WHAT THIS TASK INVOLVES: Reproduce the lines below verbatim, starting with the line that contains "Reviewer note: check that each instance of the dashed" and continuing through the final line, both included.

════════

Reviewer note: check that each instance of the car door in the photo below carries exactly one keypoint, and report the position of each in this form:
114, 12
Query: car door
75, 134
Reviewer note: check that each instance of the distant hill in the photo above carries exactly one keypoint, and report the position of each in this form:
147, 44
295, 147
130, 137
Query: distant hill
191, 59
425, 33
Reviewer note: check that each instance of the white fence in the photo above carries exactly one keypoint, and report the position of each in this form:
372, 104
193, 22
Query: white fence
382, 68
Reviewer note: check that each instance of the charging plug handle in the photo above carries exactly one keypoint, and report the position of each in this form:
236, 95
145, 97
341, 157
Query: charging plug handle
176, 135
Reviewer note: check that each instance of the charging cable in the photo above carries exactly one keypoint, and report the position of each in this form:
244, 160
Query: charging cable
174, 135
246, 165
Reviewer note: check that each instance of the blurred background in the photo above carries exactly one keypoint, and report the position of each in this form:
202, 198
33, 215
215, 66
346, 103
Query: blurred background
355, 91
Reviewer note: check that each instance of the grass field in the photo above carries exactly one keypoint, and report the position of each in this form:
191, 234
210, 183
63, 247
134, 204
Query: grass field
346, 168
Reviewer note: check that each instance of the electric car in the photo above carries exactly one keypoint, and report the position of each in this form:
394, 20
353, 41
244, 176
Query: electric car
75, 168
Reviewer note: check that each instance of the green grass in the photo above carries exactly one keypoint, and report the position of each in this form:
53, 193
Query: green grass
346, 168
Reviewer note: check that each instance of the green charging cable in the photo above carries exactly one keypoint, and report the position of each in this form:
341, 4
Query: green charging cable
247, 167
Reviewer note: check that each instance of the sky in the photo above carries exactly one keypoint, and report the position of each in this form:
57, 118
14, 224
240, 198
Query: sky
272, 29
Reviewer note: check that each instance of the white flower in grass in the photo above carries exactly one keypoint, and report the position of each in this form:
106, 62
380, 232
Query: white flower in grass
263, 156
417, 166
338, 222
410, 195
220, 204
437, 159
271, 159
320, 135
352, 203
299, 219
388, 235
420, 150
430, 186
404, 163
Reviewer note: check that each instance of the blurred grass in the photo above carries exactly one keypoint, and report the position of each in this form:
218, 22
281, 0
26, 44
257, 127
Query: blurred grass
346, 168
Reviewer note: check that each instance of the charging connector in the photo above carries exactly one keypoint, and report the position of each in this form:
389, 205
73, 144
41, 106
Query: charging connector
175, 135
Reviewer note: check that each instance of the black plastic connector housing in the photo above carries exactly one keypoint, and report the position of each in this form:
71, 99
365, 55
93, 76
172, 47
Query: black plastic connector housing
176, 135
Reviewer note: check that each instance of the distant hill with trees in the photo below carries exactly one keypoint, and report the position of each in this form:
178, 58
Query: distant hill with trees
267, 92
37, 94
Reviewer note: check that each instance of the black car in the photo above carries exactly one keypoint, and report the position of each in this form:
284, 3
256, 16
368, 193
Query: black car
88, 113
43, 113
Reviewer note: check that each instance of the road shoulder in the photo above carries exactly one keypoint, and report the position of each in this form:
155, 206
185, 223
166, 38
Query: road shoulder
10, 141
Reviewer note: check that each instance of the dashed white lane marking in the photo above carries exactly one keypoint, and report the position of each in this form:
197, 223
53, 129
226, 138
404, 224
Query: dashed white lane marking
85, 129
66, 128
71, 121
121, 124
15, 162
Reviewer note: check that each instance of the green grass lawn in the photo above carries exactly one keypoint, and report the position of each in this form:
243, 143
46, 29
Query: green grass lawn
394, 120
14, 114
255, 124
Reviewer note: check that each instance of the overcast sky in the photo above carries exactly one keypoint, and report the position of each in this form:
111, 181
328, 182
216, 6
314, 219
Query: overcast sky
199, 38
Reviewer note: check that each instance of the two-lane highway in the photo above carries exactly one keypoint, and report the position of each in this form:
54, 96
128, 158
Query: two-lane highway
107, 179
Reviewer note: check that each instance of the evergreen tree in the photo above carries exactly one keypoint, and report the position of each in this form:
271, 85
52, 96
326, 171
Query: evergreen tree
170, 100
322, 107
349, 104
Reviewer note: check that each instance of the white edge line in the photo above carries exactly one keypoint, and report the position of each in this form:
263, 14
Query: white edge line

════════

RESPONSE TO THE TASK:
Reviewer note: check that each instance of the dashed white lane marking in the photo above carries exactly one keypoint, and report the position of each in this form:
197, 223
53, 129
226, 138
404, 224
Query: dashed white lane marking
85, 129
66, 128
71, 121
121, 124
15, 162
Reviewer note: check that each instance of the green grass lawn in the photo above carries exactly one keypoint, and report the position of each in this form:
243, 143
46, 29
Query: green grass lawn
394, 120
14, 114
255, 124
Reviewer note: check that each instance of the overcast sky in the photo above carries exactly one keypoint, and report the position of each in this form:
111, 181
328, 182
216, 6
314, 219
Query: overcast sky
199, 38
Reviewer note: check that each instance of the two-lane highway in the photo above carries exactly one keypoint, and report the position of each in this form:
54, 96
128, 158
Query: two-lane highway
107, 179
Reviewer note: check that each instance of the evergreen tree in the photo above carries exactly one keypoint, and report the position of each in this form:
271, 85
52, 96
326, 171
Query: evergreen tree
170, 100
322, 107
349, 104
Reviewer note: check that each instance of the white edge line in the photo above carries exactly one keypoint, and report the position of each in this form:
263, 14
Query: white edge line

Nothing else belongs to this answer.